>> begin DATASET EXCERPTS

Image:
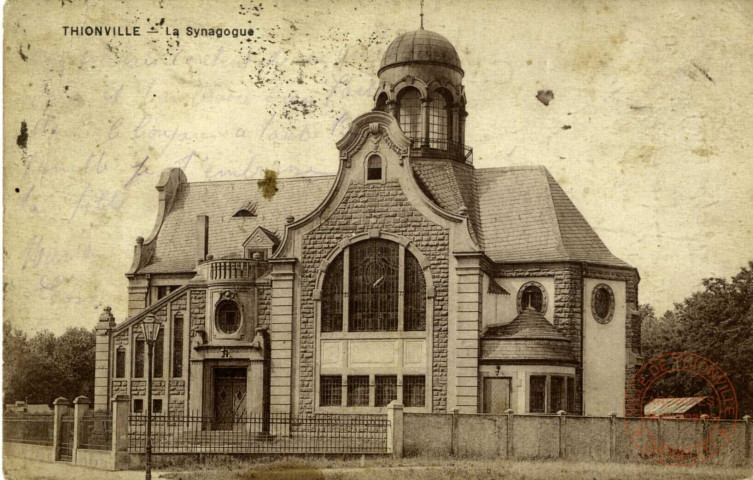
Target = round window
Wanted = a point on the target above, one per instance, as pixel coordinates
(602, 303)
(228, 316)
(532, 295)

>> end DATASET EXCERPTS
>> begin DATASET EXCERPTS

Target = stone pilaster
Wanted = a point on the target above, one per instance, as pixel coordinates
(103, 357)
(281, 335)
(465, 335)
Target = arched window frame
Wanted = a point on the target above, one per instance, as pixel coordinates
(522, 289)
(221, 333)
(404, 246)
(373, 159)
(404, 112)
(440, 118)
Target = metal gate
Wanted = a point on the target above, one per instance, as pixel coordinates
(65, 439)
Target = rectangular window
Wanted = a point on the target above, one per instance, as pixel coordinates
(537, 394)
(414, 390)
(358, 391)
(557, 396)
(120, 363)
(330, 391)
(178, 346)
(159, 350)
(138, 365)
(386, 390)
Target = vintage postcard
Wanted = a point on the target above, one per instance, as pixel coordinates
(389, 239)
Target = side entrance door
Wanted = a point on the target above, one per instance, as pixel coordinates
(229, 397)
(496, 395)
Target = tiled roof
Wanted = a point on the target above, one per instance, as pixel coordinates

>> end DATASET EXCERPTS

* [WHAT TO DO]
List each line from the records above that contains the word "window", copying every such line in full.

* [ANSWER TO THIS EXERCISE]
Target = round window
Target = arched window frame
Target = rectangular window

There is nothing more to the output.